No change likely in key interest rate

Published July 24, 2021
The State Bank of Pakistan has maintained the status quo since June last year after it reduced the policy rate from 13.25pc in about three months following the outbreak of Covid-19.  — Dawn/File
The State Bank of Pakistan has maintained the status quo since June last year after it reduced the policy rate from 13.25pc in about three months following the outbreak of Covid-19. — Dawn/File

KARACHI: Analysts expect that the State Bank of Pakistan (SBP) will keep the benchmark interest rate unchanged at seven per cent at the upcoming meeting of the monetary policy committee (MPC) next week.

The MPC will announce the policy rate — which is the rate at which commercial banks are allowed to borrow from the SBP on an overnight basis to meet their daily reserve requirements — for the next two months on July 27.

“The SBP might consider keeping the rate unchanged in order to boost domestic demand despite running a negative interest rate of about 3pc at present,” said a research note issued by THE Arif Habib Ltd (AHL) on Friday.

----------------------------------------

WHAT TO DO:
1. In the interest rate article, identify every abbreviation introduced in parentheses and give the full name each one stands for.
2. Answer the following from the interest rate article:
(a) On what date will the MPC announce the policy rate?
(b) At what level do analysts expect the benchmark interest rate to remain?
(c) On which day was the research note issued?
3. Reproduce the passage of the interest rate article from "KARACHI: Analysts expect" up to and including "(MPC) next week.".
Base all responses solely on the interest rate article.

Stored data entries
----------------------------------------

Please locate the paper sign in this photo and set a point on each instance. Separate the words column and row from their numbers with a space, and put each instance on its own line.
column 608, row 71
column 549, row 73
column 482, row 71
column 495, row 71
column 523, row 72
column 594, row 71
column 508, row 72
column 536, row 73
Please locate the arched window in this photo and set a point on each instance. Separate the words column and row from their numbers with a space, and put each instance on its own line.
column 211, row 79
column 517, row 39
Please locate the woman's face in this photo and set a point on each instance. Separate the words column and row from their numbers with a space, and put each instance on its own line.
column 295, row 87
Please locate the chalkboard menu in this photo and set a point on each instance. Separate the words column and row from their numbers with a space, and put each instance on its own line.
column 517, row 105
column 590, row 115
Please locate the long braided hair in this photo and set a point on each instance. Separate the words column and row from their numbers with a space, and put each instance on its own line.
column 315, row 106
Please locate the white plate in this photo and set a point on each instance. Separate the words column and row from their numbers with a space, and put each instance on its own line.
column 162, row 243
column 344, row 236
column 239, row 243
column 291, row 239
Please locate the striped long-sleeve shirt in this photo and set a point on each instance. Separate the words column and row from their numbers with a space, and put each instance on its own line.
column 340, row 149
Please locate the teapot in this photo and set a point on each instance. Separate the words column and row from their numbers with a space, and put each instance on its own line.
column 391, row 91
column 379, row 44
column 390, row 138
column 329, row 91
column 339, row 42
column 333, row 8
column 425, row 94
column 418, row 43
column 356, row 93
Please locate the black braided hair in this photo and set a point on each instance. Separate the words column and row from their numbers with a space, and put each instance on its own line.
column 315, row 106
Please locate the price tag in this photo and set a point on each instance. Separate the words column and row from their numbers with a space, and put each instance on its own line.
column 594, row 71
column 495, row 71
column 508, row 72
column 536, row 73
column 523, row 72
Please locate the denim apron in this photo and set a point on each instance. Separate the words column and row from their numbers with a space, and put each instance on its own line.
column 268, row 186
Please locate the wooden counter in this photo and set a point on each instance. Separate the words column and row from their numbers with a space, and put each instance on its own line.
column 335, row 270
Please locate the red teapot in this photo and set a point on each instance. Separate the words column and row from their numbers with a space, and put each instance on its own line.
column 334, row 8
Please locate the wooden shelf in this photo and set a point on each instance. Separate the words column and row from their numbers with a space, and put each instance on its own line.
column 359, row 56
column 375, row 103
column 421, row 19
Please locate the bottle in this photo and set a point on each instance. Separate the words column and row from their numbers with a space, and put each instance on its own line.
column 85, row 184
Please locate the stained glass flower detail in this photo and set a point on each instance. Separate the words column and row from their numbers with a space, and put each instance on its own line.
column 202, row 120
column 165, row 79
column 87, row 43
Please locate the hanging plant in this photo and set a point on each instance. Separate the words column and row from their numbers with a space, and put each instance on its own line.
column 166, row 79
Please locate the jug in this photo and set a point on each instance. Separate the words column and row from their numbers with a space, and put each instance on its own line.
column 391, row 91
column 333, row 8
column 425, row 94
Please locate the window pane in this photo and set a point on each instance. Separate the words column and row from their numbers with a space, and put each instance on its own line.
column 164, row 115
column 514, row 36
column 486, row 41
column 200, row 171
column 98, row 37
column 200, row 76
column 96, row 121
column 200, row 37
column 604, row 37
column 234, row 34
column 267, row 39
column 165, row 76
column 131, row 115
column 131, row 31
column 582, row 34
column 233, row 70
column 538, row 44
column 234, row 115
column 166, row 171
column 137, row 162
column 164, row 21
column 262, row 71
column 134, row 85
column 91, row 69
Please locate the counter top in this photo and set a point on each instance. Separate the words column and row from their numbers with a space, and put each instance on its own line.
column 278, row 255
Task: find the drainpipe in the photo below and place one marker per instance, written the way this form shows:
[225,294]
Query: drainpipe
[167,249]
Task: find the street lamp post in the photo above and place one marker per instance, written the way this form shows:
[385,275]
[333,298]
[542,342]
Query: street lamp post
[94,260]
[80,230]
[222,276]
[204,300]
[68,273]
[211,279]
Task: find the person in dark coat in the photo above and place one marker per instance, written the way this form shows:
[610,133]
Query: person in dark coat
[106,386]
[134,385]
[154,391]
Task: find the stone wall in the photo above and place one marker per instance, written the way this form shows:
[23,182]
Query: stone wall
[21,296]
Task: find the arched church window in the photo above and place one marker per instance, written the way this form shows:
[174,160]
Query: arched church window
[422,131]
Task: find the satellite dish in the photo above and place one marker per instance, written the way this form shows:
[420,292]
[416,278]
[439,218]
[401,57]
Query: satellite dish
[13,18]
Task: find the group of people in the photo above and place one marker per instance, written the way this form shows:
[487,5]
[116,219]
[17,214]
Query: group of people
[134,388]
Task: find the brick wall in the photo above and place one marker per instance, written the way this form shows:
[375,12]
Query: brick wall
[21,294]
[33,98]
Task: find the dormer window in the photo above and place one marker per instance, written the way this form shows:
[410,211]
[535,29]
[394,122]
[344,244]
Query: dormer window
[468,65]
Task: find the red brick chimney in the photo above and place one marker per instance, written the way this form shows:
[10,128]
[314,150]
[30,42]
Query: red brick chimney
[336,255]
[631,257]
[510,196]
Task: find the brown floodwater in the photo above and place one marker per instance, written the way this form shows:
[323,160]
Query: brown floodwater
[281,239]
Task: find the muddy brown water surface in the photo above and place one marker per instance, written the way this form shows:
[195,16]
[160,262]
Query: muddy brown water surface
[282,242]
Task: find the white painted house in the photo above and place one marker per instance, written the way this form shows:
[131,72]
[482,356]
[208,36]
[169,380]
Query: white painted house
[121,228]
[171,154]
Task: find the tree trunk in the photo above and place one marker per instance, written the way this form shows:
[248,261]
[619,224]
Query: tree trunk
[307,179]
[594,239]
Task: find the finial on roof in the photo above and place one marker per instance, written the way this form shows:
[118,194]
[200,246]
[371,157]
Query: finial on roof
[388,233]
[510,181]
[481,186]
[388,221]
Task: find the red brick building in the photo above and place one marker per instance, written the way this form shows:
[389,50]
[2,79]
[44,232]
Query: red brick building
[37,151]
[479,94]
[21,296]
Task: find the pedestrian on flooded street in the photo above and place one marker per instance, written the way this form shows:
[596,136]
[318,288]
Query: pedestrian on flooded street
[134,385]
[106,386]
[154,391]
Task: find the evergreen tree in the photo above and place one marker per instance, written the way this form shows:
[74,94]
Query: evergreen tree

----------------------------------------

WRITTEN RESPONSES:
1.
SBP: State Bank of Pakistan
MPC: monetary policy committee
AHL: Arif Habib Ltd

2.
(a) July 27
(b) Seven per cent
(c) Friday

3.
KARACHI: Analysts expect that the State Bank of Pakistan (SBP) will keep the benchmark interest rate unchanged at seven per cent at the upcoming meeting of the monetary policy committee (MPC) next week.